(Entries from a dataset)

▼

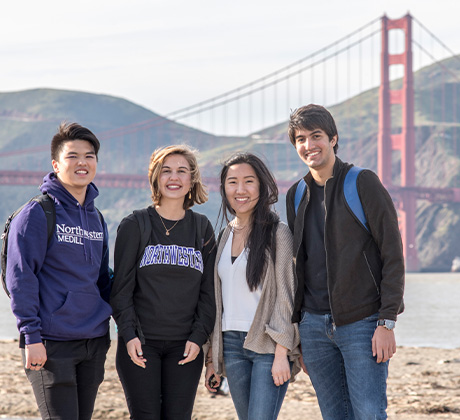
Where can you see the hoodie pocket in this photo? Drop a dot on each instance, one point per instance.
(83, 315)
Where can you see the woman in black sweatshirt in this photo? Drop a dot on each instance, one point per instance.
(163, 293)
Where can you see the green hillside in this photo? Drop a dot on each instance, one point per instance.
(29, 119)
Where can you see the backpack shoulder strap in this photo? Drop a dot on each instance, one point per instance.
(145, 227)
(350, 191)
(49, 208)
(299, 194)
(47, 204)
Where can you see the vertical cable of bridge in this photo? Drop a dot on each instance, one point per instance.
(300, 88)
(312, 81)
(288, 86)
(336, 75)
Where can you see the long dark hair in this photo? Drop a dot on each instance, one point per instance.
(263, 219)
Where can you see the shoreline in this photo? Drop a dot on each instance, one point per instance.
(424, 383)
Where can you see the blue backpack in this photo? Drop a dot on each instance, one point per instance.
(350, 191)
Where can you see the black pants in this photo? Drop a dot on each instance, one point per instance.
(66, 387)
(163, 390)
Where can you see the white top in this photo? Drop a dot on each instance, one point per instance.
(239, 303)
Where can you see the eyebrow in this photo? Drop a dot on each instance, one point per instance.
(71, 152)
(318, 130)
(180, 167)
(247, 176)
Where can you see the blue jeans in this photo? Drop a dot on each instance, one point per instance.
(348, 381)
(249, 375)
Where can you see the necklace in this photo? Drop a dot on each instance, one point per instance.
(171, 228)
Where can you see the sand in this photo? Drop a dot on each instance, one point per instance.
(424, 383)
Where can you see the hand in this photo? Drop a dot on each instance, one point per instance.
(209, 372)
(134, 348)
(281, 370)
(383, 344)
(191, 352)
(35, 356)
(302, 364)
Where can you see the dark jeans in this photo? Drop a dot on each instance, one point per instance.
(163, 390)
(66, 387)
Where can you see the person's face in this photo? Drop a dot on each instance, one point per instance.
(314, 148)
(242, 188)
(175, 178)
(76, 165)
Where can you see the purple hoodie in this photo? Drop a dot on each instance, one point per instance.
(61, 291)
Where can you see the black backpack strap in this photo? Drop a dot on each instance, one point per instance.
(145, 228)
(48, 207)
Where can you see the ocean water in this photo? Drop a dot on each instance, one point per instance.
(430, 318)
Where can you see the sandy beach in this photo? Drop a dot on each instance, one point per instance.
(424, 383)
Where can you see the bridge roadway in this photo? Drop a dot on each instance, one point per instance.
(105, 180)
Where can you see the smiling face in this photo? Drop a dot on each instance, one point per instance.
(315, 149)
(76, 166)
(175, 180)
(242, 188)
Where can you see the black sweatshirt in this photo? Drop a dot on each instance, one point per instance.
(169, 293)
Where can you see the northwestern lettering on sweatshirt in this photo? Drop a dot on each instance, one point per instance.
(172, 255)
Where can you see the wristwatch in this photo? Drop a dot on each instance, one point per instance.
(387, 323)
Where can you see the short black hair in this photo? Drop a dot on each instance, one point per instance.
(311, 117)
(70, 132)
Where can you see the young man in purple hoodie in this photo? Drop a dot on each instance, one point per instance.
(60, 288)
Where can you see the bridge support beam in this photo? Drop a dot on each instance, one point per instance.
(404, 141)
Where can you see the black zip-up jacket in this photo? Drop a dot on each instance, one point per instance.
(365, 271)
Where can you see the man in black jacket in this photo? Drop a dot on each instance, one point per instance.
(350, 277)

▲
▼

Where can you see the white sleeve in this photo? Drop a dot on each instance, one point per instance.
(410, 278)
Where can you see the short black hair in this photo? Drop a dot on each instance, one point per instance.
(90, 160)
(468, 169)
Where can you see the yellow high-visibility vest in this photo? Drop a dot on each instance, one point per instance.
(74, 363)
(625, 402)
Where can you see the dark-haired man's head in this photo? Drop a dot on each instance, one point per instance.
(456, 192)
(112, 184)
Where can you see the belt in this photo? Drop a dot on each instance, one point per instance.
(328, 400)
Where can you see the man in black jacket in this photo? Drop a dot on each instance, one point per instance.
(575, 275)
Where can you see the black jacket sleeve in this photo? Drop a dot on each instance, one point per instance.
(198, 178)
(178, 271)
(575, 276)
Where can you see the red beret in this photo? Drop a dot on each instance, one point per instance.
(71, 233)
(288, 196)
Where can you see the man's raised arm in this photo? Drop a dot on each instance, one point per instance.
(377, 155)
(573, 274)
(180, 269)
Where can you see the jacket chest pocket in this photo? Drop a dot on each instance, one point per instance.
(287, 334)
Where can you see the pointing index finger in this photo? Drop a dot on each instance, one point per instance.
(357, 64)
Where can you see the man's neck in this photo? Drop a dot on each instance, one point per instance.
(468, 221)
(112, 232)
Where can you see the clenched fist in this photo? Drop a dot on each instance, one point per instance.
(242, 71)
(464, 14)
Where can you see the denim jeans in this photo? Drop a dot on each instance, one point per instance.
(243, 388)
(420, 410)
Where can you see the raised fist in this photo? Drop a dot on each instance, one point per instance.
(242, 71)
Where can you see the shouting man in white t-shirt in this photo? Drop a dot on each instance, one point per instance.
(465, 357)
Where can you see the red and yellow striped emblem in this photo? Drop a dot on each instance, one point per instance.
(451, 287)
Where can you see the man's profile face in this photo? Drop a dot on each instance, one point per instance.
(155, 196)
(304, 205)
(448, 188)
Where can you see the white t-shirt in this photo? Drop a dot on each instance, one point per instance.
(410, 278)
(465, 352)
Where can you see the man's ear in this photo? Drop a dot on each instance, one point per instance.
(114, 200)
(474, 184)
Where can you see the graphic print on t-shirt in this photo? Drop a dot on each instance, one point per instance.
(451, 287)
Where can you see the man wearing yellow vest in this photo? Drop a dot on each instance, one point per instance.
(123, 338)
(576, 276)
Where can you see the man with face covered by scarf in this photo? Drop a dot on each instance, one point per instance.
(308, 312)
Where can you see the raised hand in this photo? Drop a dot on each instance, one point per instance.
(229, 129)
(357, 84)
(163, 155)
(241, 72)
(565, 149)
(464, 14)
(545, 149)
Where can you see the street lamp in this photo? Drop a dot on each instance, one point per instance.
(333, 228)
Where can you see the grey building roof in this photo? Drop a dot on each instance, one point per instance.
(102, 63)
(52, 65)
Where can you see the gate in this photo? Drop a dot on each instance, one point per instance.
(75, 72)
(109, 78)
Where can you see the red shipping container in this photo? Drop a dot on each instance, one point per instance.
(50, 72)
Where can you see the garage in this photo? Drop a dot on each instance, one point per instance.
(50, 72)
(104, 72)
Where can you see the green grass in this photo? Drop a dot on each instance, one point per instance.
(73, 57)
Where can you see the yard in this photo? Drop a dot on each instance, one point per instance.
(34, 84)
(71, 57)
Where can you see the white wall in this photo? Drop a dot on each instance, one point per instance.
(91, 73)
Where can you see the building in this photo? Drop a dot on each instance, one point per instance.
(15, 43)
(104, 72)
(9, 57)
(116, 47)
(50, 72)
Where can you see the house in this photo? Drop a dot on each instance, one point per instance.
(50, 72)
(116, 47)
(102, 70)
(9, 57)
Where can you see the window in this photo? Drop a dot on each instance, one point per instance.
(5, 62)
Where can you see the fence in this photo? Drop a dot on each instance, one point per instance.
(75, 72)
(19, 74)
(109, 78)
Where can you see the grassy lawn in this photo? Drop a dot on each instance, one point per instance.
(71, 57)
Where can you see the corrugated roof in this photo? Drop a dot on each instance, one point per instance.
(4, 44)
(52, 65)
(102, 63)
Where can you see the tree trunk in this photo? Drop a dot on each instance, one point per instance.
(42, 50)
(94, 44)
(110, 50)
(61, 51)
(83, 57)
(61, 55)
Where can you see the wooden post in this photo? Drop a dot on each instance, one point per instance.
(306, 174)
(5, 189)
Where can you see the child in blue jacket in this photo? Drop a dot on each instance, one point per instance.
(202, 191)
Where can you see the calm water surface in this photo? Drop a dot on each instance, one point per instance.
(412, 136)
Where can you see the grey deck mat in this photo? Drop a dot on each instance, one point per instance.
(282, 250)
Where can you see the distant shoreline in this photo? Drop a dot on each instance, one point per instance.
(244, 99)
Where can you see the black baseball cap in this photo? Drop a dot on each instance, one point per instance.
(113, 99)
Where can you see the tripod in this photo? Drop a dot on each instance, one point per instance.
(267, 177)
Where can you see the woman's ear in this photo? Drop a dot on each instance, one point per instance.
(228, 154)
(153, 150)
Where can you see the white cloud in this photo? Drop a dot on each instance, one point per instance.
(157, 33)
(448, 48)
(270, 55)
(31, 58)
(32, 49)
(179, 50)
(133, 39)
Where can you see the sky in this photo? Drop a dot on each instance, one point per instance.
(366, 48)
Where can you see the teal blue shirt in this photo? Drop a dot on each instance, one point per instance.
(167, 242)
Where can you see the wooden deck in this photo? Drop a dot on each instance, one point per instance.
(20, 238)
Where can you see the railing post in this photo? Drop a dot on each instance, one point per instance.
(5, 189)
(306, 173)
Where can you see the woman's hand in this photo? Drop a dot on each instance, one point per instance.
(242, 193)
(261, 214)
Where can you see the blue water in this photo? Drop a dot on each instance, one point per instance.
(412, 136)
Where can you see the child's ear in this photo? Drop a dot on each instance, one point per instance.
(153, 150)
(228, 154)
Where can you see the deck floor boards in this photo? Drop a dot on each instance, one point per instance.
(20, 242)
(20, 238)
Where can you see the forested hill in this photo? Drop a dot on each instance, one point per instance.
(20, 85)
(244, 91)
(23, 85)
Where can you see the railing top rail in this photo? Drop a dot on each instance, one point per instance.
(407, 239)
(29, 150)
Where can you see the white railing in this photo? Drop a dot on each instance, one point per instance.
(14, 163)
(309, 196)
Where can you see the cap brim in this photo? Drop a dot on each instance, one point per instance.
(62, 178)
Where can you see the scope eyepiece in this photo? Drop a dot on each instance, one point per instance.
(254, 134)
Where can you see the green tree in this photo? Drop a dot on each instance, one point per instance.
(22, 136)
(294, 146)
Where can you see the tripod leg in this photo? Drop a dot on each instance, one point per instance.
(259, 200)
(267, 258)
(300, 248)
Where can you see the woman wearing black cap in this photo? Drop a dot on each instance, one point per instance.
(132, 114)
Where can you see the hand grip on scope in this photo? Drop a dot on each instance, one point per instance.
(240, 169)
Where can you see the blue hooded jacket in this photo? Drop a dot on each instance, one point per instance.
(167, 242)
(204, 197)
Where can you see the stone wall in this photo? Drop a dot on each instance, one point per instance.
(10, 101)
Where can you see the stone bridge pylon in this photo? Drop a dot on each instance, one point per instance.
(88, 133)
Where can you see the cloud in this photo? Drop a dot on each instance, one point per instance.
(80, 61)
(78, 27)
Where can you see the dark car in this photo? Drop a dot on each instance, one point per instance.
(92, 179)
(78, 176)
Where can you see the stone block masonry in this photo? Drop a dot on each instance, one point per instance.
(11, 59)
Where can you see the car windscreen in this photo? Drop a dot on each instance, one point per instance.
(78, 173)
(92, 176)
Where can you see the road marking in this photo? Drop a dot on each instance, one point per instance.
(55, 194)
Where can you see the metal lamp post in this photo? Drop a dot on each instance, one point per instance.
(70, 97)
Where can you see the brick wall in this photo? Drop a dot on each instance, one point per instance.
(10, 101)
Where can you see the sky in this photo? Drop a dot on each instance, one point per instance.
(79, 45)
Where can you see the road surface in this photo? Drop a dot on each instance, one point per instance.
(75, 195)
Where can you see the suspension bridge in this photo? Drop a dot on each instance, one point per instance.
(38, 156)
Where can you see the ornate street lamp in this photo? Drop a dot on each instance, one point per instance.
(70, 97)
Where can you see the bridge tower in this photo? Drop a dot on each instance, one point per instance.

▲

Please collect every line above that contains the word "tripod", copying each one in full. Case counts.

Where can you see the tripod in this photo? Drop a dot on each instance, one point per instance.
Where can you see the tripod leg in this photo? Drop a dot on each instance, one point per instance.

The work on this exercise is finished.